本文:
☆ ☆ ☆ ☆ ☆

当事者ら作業所「てとて」開設 多様な症状 受け皿は地域
高次脳機能障害(※)をはじめとする中途障害者向けの共同作業所「てとて」が15日、和歌山市里に開所した。同様の作業所は県内2例目で、一昨年に交通事故で高次脳機能障害を負った同市の内田嘉高さん(42)らが準備を進めてきた。内田さんは「この障害は見た目では気付きにくく、本人や家族も原因が分からないまま悩んでいる人が多い。地域とのかかわりの中で当事者の居場所づくりにつなげたい」と話している。
2年前、バイクで転倒した内田さん。あご骨折と脳挫傷を負い、昏睡状態が4時間続いた。退院後、しばらく自宅療養したものの、医師や看護師の言葉をすぐ忘れ、文章を書くのに時間がかかるなど違和感があり、病院で精密検査を受けたが、原因は分からなかった。
2ヵ月後に職場復帰。仕事中に電話を取るとそれまでしていたことが思い出せず、周りの会話を聞いていると仕事の手が止まってしまう。「症状を訴えても家族や職場仲間など身近な人は皆、『大丈夫だ』と取り合ってくれない。ストレスがたまり、惨めになりました」。本で高次脳機能障害を知り、言語聴覚士に診てもらうと、記憶力と注意力の低下が判明。医師の診断には1年半の経過観察が必要で、計算や暗記問題で頭のトレーニングをしながら、仕事を続ける。
当事者になって気付いたのが、高次脳機能障害の認知度の低さ。一見、ケガや病気が治っているため、周りはもちろん本人さえ気付きにくい。当事者や家族でつくる和歌山脳外傷友の会家族会の内藤友香子さんは「10年以上気付かず苦労した人もいます。分かっても障害を受け入れられず、引きこもる人もいる。周囲の理解が大事」と話す。
患者は全国に50万人といわれるが、支援機関は少なく、県内の行政による窓口は9年前に県が設置した1ヵ所のみ。民間の専門作業所は17年前に開設された同市中之島のワークショップ・フラットだけだった。施設長の山本功さんは「当初は中途障害者全般向けでしたが、今は利用者の半数以上が高次脳機能障害。元々健常者なので支援制度をあまり知らず、作業所への通所に抵抗を感じる人もいる。そうした人たちの居場所が少ない」。

☆ ☆ ☆ ☆ ☆

確認用データ:
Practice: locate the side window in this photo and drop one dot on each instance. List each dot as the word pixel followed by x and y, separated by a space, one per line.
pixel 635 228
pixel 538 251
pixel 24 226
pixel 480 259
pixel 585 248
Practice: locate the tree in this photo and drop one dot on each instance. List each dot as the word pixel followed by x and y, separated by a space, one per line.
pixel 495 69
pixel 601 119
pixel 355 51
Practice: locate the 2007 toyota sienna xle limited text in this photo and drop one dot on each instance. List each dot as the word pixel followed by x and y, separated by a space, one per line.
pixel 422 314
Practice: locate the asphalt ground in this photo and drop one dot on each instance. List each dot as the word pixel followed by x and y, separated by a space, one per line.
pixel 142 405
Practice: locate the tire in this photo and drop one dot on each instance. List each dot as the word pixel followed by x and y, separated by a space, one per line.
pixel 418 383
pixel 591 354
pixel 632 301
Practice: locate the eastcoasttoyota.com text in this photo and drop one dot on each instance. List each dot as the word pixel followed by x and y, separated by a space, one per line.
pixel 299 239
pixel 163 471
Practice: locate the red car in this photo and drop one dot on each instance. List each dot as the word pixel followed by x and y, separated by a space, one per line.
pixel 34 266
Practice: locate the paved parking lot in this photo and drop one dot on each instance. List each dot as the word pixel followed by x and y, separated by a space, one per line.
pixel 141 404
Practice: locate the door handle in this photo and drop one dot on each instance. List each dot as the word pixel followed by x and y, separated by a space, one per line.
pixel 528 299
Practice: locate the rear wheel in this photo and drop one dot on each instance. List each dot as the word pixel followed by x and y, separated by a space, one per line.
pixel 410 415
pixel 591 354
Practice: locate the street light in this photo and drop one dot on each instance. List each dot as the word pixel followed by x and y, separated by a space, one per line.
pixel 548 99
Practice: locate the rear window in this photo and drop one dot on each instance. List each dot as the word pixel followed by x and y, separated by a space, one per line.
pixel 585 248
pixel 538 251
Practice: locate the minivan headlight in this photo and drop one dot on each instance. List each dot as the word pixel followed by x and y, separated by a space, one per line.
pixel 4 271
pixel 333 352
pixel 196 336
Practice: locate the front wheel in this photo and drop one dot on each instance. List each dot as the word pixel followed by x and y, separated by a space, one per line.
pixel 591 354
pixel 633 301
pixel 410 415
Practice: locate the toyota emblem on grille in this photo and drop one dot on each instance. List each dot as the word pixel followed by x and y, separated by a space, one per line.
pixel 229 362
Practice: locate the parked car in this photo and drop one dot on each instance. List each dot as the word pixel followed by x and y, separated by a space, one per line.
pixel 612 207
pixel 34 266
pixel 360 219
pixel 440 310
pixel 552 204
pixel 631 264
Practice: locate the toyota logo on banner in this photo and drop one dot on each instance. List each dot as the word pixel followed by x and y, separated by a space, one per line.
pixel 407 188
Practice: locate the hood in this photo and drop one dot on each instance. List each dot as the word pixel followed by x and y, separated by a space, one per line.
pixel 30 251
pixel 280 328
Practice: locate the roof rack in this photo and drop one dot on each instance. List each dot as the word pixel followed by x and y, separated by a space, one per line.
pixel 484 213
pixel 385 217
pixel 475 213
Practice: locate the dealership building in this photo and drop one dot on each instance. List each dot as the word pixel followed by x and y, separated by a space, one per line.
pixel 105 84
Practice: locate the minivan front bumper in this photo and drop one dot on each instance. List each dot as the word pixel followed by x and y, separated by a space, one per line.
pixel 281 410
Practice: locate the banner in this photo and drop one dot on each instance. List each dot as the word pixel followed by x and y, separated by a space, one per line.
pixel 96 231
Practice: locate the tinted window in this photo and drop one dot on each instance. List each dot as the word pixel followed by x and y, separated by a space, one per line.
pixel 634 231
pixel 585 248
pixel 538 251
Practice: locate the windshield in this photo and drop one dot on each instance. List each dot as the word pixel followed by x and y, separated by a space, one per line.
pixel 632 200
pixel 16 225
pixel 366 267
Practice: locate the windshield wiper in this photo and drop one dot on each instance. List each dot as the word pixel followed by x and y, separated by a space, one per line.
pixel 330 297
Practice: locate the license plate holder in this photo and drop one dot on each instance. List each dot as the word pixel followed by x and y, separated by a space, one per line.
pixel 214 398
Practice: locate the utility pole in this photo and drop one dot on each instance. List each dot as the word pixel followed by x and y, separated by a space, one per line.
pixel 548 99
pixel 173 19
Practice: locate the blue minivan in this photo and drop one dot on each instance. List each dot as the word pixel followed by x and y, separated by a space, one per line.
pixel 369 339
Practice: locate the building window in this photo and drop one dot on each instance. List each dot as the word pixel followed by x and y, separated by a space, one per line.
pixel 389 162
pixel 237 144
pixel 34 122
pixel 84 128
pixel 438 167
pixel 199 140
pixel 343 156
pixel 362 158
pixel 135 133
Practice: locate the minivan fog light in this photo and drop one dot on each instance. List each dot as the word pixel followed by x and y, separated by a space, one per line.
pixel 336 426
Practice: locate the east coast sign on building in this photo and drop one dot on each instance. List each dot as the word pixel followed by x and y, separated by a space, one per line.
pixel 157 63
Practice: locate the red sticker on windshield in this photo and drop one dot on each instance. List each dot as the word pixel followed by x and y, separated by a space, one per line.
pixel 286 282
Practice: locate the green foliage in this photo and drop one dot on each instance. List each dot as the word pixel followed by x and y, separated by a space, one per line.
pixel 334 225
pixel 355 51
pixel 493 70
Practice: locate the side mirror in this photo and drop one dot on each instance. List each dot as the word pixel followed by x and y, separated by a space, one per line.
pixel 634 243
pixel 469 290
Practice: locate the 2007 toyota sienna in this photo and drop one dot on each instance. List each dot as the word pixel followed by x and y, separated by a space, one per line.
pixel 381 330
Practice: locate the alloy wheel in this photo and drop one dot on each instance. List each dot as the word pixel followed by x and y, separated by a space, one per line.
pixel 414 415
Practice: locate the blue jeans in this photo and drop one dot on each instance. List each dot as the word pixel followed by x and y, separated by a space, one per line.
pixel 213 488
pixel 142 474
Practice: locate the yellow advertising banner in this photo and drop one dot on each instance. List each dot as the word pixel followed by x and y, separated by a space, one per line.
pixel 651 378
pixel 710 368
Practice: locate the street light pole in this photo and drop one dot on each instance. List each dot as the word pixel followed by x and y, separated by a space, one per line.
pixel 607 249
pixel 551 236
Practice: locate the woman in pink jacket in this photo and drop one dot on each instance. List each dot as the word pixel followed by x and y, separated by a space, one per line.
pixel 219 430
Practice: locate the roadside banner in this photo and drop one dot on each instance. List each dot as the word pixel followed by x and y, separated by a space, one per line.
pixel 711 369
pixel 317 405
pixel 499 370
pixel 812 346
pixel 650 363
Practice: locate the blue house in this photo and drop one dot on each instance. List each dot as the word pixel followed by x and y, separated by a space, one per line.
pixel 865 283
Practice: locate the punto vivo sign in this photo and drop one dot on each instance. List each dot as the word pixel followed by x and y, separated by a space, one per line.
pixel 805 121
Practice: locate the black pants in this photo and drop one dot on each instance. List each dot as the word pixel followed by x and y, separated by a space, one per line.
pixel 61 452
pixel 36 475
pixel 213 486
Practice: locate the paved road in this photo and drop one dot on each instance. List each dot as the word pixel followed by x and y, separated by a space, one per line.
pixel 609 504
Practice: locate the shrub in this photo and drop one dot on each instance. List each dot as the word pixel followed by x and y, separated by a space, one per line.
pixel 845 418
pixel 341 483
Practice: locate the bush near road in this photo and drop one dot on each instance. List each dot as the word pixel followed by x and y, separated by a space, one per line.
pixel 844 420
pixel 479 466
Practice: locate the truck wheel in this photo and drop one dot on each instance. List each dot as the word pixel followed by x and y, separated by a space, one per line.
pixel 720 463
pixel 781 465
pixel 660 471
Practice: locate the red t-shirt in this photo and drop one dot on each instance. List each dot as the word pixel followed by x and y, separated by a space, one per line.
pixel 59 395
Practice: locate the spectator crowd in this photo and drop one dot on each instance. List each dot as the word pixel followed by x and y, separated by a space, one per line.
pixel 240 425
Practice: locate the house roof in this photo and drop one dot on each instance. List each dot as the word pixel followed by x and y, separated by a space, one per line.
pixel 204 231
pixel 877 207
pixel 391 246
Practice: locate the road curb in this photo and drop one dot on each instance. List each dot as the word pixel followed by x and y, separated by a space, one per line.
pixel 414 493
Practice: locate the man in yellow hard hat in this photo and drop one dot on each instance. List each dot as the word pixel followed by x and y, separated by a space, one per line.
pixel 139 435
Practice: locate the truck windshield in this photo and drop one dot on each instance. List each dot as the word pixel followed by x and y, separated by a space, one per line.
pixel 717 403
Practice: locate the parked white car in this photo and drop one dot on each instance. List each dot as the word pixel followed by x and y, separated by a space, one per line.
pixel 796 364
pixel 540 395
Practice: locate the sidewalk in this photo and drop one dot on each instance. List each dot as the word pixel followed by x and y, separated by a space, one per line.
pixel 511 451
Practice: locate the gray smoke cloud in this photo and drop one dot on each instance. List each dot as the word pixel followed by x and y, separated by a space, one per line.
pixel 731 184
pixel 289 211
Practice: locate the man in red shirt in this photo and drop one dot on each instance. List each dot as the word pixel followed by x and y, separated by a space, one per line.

☆ ☆ ☆ ☆ ☆

課題: 本文のうち「2ヵ月後に職場復帰。仕事中に」から「た人たちの居場所が少ない」。」までを、一字も変えずに書き写してください。

解答:
2ヵ月後に職場復帰。仕事中に電話を取るとそれまでしていたことが思い出せず、周りの会話を聞いていると仕事の手が止まってしまう。「症状を訴えても家族や職場仲間など身近な人は皆、『大丈夫だ』と取り合ってくれない。ストレスがたまり、惨めになりました」。本で高次脳機能障害を知り、言語聴覚士に診てもらうと、記憶力と注意力の低下が判明。医師の診断には1年半の経過観察が必要で、計算や暗記問題で頭のトレーニングをしながら、仕事を続ける。
当事者になって気付いたのが、高次脳機能障害の認知度の低さ。一見、ケガや病気が治っているため、周りはもちろん本人さえ気付きにくい。当事者や家族でつくる和歌山脳外傷友の会家族会の内藤友香子さんは「10年以上気付かず苦労した人もいます。分かっても障害を受け入れられず、引きこもる人もいる。周囲の理解が大事」と話す。
患者は全国に50万人といわれるが、支援機関は少なく、県内の行政による窓口は9年前に県が設置した1ヵ所のみ。民間の専門作業所は17年前に開設された同市中之島のワークショップ・フラットだけだった。施設長の山本功さんは「当初は中途障害者全般向けでしたが、今は利用者の半数以上が高次脳機能障害。元々健常者なので支援制度をあまり知らず、作業所への通所に抵抗を感じる人もいる。そうした人たちの居場所が少ない」。